Quote the whole listing word for word, please.

[DATASET ENTRIES]
• • •

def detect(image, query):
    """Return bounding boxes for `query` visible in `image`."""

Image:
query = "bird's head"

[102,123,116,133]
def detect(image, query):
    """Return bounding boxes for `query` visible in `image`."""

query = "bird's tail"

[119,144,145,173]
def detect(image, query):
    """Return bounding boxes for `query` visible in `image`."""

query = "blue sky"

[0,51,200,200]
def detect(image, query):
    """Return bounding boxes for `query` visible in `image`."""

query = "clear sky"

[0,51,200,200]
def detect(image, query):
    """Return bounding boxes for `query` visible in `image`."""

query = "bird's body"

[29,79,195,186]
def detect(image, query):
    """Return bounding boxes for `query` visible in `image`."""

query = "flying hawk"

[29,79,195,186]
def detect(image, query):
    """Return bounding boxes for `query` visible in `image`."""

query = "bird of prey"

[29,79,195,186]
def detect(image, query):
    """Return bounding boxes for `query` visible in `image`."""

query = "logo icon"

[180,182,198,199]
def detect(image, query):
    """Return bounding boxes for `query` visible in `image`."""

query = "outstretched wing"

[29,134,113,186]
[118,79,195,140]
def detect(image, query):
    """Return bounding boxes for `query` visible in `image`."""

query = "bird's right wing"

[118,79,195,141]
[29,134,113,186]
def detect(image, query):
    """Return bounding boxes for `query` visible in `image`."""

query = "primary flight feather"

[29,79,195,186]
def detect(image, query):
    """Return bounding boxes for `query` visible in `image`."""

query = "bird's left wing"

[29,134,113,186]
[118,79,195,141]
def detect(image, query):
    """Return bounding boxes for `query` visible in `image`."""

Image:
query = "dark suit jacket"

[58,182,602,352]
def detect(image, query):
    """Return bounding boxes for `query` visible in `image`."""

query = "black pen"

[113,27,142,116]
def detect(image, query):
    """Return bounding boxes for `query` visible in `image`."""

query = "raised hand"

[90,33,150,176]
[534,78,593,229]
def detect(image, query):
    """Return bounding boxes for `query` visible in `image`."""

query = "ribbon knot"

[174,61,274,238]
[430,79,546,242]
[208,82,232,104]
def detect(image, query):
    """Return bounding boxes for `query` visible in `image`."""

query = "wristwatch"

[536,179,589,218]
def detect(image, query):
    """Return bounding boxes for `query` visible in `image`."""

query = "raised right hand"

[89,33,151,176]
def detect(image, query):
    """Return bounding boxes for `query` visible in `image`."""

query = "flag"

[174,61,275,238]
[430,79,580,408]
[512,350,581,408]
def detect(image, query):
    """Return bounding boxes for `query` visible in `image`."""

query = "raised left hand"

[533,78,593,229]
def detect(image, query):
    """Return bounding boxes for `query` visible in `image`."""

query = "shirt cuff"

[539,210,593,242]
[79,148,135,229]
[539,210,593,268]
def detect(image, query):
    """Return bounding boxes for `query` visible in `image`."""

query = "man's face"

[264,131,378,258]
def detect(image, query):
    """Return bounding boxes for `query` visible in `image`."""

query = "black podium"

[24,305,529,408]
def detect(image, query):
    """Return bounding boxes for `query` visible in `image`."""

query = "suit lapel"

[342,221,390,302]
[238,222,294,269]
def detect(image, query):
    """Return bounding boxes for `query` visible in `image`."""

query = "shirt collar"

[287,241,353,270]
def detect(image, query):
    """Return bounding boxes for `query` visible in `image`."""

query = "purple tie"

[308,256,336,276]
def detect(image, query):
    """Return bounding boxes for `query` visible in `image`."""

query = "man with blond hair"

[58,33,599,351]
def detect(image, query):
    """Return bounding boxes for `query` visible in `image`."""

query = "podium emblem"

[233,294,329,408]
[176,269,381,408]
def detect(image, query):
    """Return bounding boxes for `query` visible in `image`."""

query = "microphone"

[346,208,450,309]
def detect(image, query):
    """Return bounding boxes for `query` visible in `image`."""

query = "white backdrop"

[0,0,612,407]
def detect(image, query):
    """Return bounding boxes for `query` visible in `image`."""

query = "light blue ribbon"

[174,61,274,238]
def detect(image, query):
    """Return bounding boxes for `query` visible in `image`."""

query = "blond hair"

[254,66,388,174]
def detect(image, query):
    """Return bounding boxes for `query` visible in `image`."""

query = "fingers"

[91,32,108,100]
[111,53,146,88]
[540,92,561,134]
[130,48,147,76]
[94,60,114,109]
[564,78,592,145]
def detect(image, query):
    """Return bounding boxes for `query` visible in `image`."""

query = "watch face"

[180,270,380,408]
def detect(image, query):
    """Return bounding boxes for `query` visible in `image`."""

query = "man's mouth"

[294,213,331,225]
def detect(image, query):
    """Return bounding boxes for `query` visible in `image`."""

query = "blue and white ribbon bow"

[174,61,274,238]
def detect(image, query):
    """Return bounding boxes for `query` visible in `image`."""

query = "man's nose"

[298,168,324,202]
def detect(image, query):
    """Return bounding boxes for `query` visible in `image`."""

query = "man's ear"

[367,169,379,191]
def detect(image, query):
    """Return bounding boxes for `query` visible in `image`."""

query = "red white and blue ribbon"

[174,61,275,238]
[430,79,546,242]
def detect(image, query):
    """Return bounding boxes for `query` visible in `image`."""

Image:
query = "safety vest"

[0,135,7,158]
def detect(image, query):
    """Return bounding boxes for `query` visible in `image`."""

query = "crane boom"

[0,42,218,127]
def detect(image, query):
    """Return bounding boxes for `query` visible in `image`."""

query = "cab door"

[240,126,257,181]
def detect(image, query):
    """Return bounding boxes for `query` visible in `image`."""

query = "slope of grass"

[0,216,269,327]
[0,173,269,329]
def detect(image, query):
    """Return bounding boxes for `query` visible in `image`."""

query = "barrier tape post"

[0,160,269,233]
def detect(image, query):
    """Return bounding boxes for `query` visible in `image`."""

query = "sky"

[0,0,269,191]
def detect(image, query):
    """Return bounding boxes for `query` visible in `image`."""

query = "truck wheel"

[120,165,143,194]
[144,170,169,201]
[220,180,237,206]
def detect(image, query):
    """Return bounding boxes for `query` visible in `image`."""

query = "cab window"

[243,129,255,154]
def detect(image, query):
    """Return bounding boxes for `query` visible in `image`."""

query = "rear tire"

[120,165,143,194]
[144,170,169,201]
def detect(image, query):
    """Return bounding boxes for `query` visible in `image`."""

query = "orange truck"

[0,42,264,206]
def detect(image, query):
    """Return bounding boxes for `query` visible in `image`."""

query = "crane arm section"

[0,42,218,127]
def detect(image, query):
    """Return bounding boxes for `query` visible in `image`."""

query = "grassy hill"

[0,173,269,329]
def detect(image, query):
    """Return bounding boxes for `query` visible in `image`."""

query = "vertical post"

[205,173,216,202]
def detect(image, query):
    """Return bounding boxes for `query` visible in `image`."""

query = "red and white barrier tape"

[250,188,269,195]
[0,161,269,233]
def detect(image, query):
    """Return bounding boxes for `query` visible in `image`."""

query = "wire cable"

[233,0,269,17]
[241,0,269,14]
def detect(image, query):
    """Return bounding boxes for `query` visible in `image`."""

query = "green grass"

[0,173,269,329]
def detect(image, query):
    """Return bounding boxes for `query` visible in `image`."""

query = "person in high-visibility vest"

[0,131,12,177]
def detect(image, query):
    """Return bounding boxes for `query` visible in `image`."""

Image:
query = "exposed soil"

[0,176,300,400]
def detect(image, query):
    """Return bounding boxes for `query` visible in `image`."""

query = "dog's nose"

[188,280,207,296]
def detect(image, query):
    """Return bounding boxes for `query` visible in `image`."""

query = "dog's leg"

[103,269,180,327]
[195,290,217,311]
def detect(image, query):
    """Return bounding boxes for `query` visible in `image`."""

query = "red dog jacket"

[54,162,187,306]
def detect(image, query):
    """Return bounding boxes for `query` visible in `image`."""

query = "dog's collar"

• • •

[SOLUTION TO THIS TASK]
def detect(image, query):
    """Return bounding boxes for `query` visible in `image`."""

Image:
query = "bird's head"

[102,123,116,133]
def detect(image, query):
    """Return bounding boxes for `query` visible in `image`."""

query = "bird's tail"

[119,144,145,173]
def detect(image, query):
    """Return bounding boxes for `query` visible in `image`."""

query = "blue sky"

[0,51,200,200]
def detect(image, query):
    """Return bounding boxes for `query` visible in `image`."""

query = "clear sky"

[0,51,200,200]
def detect(image, query):
    """Return bounding boxes for `query` visible in `image`."""

query = "bird's body"

[29,79,195,186]
def detect(image, query):
    """Return bounding boxes for `query` visible in `image`."""

query = "flying hawk"

[29,79,195,186]
def detect(image, query):
    """Return bounding boxes for `query` visible in `image`."""

query = "bird of prey"

[29,79,195,186]
def detect(image, query):
    """Return bounding boxes for `query` visible in `image`."""

query = "logo icon"

[180,182,198,199]
def detect(image, query):
    """Return bounding boxes for `query` visible in `image`."""

query = "outstretched wing"

[29,134,113,186]
[118,79,195,140]
def detect(image, query):
    """Return bounding boxes for `query` visible in `image`."""

query = "bird's right wing"

[118,79,195,141]
[29,134,113,186]
def detect(image, query):
    """Return bounding boxes for `query` visible in `image`."""

query = "primary flight feather"

[29,79,195,186]
def detect(image, query):
    """Return bounding boxes for `query` visible in `image`."""

query = "bird's left wing"

[29,134,113,186]
[118,79,195,141]
def detect(image, query):
    """Return bounding boxes for `query` visible in `image`."""

Image:
query = "dark suit jacket"

[58,182,602,352]
def detect(image, query):
    """Return bounding boxes for `query` visible in `image`."""

query = "black pen"

[113,27,142,116]
def detect(image, query):
    """Return bounding boxes for `query` visible in `image`."""

query = "raised hand"

[90,33,150,176]
[534,78,593,229]
def detect(image, query):
    """Return bounding boxes for `query` visible in `image`."""

query = "ribbon knot"

[174,61,274,238]
[430,79,546,242]
[208,82,232,104]
def detect(image, query):
    """Return bounding boxes for `query` visible in `image`."""

query = "wristwatch"

[536,179,589,218]
def detect(image, query):
    """Return bounding boxes for `query` visible in `image`."""

query = "raised right hand"

[89,33,151,176]
def detect(image, query):
    """Return bounding boxes for `query` visible in `image`."""

query = "flag"

[174,61,275,238]
[430,79,580,408]
[512,350,581,408]
def detect(image, query):
    """Return bounding boxes for `query` visible in `image`."""

query = "raised left hand"

[533,78,593,229]
def detect(image, query):
    """Return bounding boxes for `query` visible in `image`."""

query = "shirt cuff"

[539,210,593,242]
[79,148,135,229]
[539,210,593,268]
def detect(image, query):
    """Return bounding boxes for `query` visible in `image`."""

query = "man's face"

[264,131,378,258]
def detect(image, query):
    """Return bounding boxes for `query` visible in `image`."""

query = "black podium"

[24,305,529,408]
def detect(image, query):
    """Return bounding boxes for `query` visible in `image`."""

query = "suit lapel"

[342,221,390,302]
[238,222,294,269]
def detect(image, query):
    """Return bounding boxes for `query` visible in `image`."""

query = "shirt collar"

[287,241,353,270]
def detect(image, query):
    """Return bounding boxes for `query` visible in `image`."""

query = "purple tie"

[308,256,336,276]
def detect(image, query):
    """Return bounding boxes for `query` visible in `image`."""

query = "man with blond hair"

[58,33,599,351]
def detect(image, query):
    """Return bounding boxes for `query` visible in `image`."""

query = "podium emblem"

[233,294,329,408]
[176,269,381,408]
def detect(image, query):
    """Return bounding boxes for `query` visible in `image`."""

query = "microphone"

[346,208,450,309]
def detect(image, query):
    """Return bounding boxes for `query` visible in `image`."""

query = "white backdrop"

[0,0,612,407]
def detect(image, query):
    """Return bounding boxes for `query` visible in `image`."""

query = "light blue ribbon"

[174,61,274,238]
def detect(image, query):
    """Return bounding boxes for `query` visible in `image`."""

query = "blond hair"

[254,66,388,174]
def detect(image, query):
    """Return bounding boxes for `query` visible in `image`."""

query = "fingers"

[91,32,108,100]
[111,53,146,88]
[540,92,561,134]
[130,48,147,76]
[94,60,114,109]
[564,78,592,145]
def detect(image, query):
    """Return bounding boxes for `query` visible in `image`."""

query = "watch face"

[180,270,380,408]
def detect(image, query):
    """Return bounding boxes for `query` visible in `image`."""

query = "man's mouth"

[294,213,331,225]
def detect(image, query):
    """Return bounding boxes for `query` visible in `image`."""

query = "blue and white ribbon bow"

[174,61,274,238]
def detect(image, query):
    """Return bounding boxes for `query` visible in `image`."""

query = "man's nose"

[298,168,324,202]
def detect(image, query):
    """Return bounding boxes for `query` visible in `image`."""

query = "man's ear"

[367,169,379,191]
def detect(image, query):
    """Return bounding boxes for `query` visible in `image`."""

query = "red white and blue ribbon"

[174,61,275,238]
[430,79,546,242]
def detect(image, query):
    """Return bounding boxes for `query` visible in `image`."""

Image:
query = "safety vest"

[0,135,7,158]
def detect(image, query):
    """Return bounding boxes for `query` visible in `image`."""

query = "crane boom"

[0,42,218,127]
def detect(image, query):
    """Return bounding boxes for `query` visible in `image`."""

query = "cab door"

[240,126,257,181]
def detect(image, query):
    """Return bounding boxes for `query` visible in `image`."""

query = "slope of grass"

[0,216,269,327]
[0,173,269,329]
def detect(image, query):
    """Return bounding boxes for `query` visible in `image`."""

query = "barrier tape post"

[0,160,269,233]
def detect(image, query):
    """Return bounding boxes for `query` visible in `image`."""

query = "sky"

[0,0,269,191]
def detect(image, query):
    """Return bounding boxes for `query` visible in `image`."""

query = "truck wheel"

[120,165,143,194]
[144,170,169,201]
[220,180,237,206]
def detect(image, query):
    """Return bounding boxes for `query` visible in `image`."""

query = "cab window"

[243,129,255,154]
def detect(image, query):
    """Return bounding boxes for `query` visible in `image`."""

query = "rear tire"

[120,165,143,194]
[144,170,169,201]
def detect(image, query):
    """Return bounding boxes for `query` visible in `image`."""

query = "orange truck"

[0,42,264,206]
def detect(image, query):
    """Return bounding boxes for `query` visible in `image`."""

query = "crane arm section"

[0,42,218,127]
def detect(image, query):
    """Return bounding boxes for `query` visible in `image`."""

query = "grassy hill"

[0,173,269,329]
def detect(image, query):
    """Return bounding boxes for `query` visible in `image`."""

query = "vertical post"

[205,173,216,202]
def detect(image, query):
    """Return bounding boxes for `query` visible in `image`."""

query = "red and white barrier tape"

[250,188,269,195]
[0,161,269,233]
def detect(image, query):
    """Return bounding boxes for `query` visible in `image`."""

query = "wire cable"

[233,0,269,17]
[241,0,269,14]
def detect(image, query):
    """Return bounding boxes for `query` visible in `image`."""

query = "green grass"

[0,173,269,329]
def detect(image, query):
    """Return bounding boxes for `query` visible in `image`."""

query = "person in high-visibility vest"

[0,131,12,177]
def detect(image, query):
    """Return bounding boxes for `query` visible in `image`."""

Image:
query = "exposed soil"

[0,176,300,400]
def detect(image, query):
    """Return bounding boxes for `query` visible in `image`."""

query = "dog's nose"

[188,280,207,296]
def detect(image, query):
    """Return bounding boxes for `query` visible in `image`."""

query = "dog's leg"

[103,269,180,327]
[195,290,217,311]
def detect(image, query):
    """Return bounding boxes for `query` visible in `image`."""

query = "red dog jacket"

[54,162,187,306]
def detect(image, query):
    """Return bounding boxes for `query` visible in `image`."""

query = "dog's collar"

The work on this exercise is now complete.